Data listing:
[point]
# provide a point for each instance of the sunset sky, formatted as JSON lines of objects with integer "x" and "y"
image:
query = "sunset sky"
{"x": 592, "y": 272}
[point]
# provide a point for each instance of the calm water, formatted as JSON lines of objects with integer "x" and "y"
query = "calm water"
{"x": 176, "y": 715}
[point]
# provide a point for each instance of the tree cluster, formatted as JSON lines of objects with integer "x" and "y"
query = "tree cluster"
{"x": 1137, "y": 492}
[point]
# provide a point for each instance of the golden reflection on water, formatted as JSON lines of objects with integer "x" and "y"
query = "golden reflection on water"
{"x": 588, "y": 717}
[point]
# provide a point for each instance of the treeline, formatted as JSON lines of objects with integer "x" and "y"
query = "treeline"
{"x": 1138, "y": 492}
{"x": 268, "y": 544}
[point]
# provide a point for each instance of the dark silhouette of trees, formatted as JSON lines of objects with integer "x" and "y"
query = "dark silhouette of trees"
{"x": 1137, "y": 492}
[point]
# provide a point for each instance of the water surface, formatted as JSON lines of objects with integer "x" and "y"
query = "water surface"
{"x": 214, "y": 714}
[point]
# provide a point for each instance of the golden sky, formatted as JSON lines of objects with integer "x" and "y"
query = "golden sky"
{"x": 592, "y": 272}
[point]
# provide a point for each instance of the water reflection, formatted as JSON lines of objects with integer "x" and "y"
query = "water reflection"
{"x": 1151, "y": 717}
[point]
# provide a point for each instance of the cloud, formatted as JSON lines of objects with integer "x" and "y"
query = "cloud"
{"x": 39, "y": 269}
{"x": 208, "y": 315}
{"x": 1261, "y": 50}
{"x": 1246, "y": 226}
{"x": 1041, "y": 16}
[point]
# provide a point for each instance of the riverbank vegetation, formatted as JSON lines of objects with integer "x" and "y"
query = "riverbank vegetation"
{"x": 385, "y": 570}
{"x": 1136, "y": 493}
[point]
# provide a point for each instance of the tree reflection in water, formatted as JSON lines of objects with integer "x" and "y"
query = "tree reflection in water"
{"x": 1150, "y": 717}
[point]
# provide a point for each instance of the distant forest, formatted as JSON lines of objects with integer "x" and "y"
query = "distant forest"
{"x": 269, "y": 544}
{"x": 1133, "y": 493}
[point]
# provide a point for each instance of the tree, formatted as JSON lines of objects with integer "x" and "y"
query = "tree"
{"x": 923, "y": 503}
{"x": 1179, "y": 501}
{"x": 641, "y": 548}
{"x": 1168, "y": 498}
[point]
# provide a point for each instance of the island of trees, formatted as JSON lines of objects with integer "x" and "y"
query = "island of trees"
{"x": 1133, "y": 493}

- _The exercise_: Set down all of the records shown above once more, exactly.

- _Exercise response_:
[point]
# provide a point for each instance of the sunset sky, formatted as JSON lines of objects with integer "x" and "y"
image:
query = "sunset sky"
{"x": 592, "y": 272}
[point]
# provide a point for each instance of the calm water, formatted as JSON lines of objects with integer "x" and "y"
query = "calm water"
{"x": 176, "y": 715}
[point]
# provide a point for each instance of the tree cluster, formatted as JSON lines of objects with integer "x" and "y"
query = "tree cluster"
{"x": 1137, "y": 492}
[point]
# provide a point for each instance of the golden reflection on water, formatted as JSON lines of objects with integer "x" and "y"
query = "golden reflection on water"
{"x": 588, "y": 717}
[point]
# provide a point for each instance of the treeline, formatted as JSON lines of objects with integer "x" and "y"
query = "treeline"
{"x": 1138, "y": 492}
{"x": 268, "y": 544}
[point]
# provide a point for each instance of the dark silhouette of trees, formatted as JSON lines of objects with integer "x" and "y"
query = "dark silhouette of trees"
{"x": 1137, "y": 492}
[point]
# provide a point for each instance of the water surface, formatted as JSON lines of objects with integer "x" and "y"
query = "water surface"
{"x": 214, "y": 714}
[point]
# provide a point for each instance of the golden sky, formatted as JSON lines of objects with integer "x" and "y"
query = "golden sky"
{"x": 592, "y": 272}
[point]
# provide a point for each instance of the water reflection, formatted as JSON lines of objects with integer "x" and "y"
query = "water reflection"
{"x": 1151, "y": 717}
[point]
# provide a point for each instance of the cloud, formatted as JSON lines of objects with integer "x" and "y"
query = "cloud"
{"x": 39, "y": 269}
{"x": 208, "y": 315}
{"x": 1261, "y": 50}
{"x": 1246, "y": 226}
{"x": 1041, "y": 16}
[point]
# provide a point for each instance of the riverbank vegetation, formatted as JSON lines of objects with integer "x" and "y"
query = "riverbank vegetation"
{"x": 385, "y": 570}
{"x": 1136, "y": 493}
[point]
# provide a point for each instance of the tree reflection in water, formatted as JSON lines of objects with integer "x" and "y"
query = "tree reflection in water"
{"x": 1150, "y": 717}
[point]
# provide a point for each instance of the distant forest, formatted as JSON lines of objects with integer "x" and "y"
query = "distant forest"
{"x": 269, "y": 544}
{"x": 1133, "y": 493}
[point]
# provide a point for each instance of the tree, formatted as JSON lines of objects with integer "x" and "y"
query = "tree"
{"x": 923, "y": 503}
{"x": 1179, "y": 501}
{"x": 641, "y": 548}
{"x": 1168, "y": 498}
[point]
# provide a point for each instance of the island of trees, formatted as JSON lines of objects with integer "x" and "y"
query = "island of trees"
{"x": 1133, "y": 493}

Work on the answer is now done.